• What is expected: Shift every point coordinate in the answers up by 61, copying out the lines from the beginning through the line containing "point(245, 318)", both ends included, with the requests kept as they are. Leave out every line after that one.

• Material for this exercise:
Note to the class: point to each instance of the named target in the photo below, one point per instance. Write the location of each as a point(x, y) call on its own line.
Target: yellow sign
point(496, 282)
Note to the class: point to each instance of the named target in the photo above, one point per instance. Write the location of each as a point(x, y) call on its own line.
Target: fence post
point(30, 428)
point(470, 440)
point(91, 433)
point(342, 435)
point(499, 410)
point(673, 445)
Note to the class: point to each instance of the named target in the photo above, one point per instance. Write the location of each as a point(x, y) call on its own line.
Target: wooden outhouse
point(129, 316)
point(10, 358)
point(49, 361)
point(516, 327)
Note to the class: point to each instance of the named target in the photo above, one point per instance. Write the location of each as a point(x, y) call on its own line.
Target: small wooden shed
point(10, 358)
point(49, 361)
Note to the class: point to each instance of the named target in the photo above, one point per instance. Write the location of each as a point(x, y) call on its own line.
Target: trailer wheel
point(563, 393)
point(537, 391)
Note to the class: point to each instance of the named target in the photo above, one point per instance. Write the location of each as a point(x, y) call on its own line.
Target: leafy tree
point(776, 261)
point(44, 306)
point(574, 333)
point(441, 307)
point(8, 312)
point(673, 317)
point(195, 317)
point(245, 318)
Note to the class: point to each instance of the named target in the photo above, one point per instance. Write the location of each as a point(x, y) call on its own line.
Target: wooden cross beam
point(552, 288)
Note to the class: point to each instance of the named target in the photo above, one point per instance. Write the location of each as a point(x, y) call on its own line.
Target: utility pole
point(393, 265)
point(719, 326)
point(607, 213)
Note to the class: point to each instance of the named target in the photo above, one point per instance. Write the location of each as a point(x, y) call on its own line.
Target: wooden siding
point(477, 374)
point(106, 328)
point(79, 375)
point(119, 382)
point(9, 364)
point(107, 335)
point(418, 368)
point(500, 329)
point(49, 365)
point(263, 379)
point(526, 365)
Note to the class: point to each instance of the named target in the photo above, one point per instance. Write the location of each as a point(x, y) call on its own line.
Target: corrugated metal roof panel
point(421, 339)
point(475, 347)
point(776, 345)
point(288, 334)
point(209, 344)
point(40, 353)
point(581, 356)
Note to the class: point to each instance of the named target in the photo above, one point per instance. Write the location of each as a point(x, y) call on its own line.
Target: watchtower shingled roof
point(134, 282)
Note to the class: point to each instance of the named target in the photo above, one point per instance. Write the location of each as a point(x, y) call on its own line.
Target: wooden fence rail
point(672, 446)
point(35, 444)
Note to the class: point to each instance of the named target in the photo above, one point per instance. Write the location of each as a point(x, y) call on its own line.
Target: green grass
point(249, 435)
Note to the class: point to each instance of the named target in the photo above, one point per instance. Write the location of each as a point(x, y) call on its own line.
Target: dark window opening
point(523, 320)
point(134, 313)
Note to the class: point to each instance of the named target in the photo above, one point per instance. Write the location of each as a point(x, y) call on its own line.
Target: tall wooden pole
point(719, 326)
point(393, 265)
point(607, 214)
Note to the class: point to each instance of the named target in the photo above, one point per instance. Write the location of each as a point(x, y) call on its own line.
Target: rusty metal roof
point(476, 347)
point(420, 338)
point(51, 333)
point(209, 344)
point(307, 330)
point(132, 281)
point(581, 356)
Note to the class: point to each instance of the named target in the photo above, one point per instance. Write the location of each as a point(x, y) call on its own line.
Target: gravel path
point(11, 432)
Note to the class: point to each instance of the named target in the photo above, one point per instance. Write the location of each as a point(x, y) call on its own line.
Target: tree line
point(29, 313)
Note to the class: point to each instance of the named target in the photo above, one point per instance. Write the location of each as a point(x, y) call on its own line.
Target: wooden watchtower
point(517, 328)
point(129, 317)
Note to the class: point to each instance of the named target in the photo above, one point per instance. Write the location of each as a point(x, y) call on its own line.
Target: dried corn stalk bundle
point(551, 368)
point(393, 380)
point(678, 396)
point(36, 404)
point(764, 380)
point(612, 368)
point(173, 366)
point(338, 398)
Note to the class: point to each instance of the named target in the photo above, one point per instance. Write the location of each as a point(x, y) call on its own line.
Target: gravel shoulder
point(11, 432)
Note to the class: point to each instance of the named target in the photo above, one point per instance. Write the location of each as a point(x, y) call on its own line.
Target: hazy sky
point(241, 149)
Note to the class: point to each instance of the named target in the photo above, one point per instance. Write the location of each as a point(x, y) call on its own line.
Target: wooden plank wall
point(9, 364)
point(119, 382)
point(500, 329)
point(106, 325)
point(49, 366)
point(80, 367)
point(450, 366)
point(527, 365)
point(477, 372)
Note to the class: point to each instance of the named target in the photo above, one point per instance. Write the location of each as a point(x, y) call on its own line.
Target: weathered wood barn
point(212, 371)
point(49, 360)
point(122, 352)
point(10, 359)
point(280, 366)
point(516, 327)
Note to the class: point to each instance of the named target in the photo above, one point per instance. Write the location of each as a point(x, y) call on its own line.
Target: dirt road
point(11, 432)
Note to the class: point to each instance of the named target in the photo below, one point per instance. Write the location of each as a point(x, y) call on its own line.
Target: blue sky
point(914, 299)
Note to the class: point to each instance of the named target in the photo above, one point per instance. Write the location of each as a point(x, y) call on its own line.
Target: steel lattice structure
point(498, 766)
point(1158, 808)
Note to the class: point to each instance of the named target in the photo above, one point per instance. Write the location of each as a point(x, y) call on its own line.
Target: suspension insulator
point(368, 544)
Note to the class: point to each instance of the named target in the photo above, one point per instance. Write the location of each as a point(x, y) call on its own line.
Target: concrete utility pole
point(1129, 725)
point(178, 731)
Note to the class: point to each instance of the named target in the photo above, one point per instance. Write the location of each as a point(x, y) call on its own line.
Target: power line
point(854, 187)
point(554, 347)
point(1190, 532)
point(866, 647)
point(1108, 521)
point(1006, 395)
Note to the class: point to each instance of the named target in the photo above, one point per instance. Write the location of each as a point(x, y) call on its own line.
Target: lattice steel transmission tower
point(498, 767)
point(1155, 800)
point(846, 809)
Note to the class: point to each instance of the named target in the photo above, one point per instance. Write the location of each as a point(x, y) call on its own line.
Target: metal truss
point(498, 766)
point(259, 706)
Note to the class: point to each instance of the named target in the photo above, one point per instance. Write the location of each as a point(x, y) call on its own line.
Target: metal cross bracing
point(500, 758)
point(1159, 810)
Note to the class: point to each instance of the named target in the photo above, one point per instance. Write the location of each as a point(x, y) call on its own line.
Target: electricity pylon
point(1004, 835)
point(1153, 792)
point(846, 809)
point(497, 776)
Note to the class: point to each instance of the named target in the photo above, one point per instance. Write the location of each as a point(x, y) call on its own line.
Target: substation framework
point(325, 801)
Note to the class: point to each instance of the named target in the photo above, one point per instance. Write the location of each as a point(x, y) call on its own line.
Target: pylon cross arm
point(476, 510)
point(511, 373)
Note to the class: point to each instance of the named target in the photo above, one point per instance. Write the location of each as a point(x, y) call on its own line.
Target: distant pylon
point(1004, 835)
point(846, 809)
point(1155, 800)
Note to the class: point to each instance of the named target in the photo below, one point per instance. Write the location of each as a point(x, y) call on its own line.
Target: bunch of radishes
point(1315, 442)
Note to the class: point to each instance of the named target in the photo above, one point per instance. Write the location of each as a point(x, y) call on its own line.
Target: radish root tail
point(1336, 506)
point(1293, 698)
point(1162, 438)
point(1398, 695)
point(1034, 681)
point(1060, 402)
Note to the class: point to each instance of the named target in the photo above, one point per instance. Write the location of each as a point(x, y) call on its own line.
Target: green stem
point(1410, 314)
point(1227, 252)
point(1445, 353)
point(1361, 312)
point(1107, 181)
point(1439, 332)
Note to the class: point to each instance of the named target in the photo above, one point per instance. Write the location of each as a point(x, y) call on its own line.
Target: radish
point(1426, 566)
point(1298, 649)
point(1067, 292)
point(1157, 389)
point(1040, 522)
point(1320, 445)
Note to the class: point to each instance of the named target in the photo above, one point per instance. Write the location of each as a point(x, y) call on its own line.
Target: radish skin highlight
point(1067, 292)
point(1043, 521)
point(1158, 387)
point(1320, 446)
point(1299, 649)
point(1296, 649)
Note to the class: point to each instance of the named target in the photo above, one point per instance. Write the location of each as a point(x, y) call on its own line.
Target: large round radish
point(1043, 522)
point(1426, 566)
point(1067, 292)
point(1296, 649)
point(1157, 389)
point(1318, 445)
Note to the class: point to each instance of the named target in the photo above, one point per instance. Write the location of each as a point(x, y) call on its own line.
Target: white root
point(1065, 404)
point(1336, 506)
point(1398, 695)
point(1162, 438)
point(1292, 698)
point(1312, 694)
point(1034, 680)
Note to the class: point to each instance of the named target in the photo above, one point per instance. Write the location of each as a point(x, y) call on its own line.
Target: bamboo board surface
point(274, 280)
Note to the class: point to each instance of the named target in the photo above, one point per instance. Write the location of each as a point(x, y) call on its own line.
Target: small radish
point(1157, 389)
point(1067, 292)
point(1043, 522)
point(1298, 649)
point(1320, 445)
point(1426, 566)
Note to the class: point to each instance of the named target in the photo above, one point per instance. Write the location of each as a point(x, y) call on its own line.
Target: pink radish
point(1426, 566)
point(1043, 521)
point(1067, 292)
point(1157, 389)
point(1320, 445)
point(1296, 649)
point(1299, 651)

• The response:
Note to the class: point to each instance of the named target in the photo below, one point per instance. Write the location of each as a point(x, y) call on its own line.
Target: yellow sign
point(557, 343)
Note to the class: point to each instance of the named target in the photo above, one point per instance. Write the location of each as a point(x, y) call on its own line.
Target: fence post
point(91, 489)
point(531, 501)
point(152, 494)
point(403, 496)
point(560, 471)
point(734, 506)
Note to the class: point to each instance of the named target in the photo above, one point per instance. Write the location of each as a point(x, y) call on its own line.
Target: wooden outhouse
point(190, 377)
point(71, 419)
point(110, 422)
point(577, 388)
Note to the class: point to each instance of the named target in the photo above, one point per instance. Write the location of each as a point(x, y) call on its own line.
Target: small wooden shed
point(71, 419)
point(110, 422)
Note to the class: point to each instance of the named target in the photo above, one point per instance. Write the location of each as a point(x, y) call on its own line.
Target: trailer wheel
point(624, 454)
point(598, 452)
Note to the class: point to each instance of the named target in the photo above, one point per instance. Write the location of each as a point(x, y) call on its own line.
Target: leafy tree
point(837, 322)
point(105, 367)
point(635, 394)
point(502, 368)
point(69, 373)
point(734, 378)
point(256, 378)
point(306, 379)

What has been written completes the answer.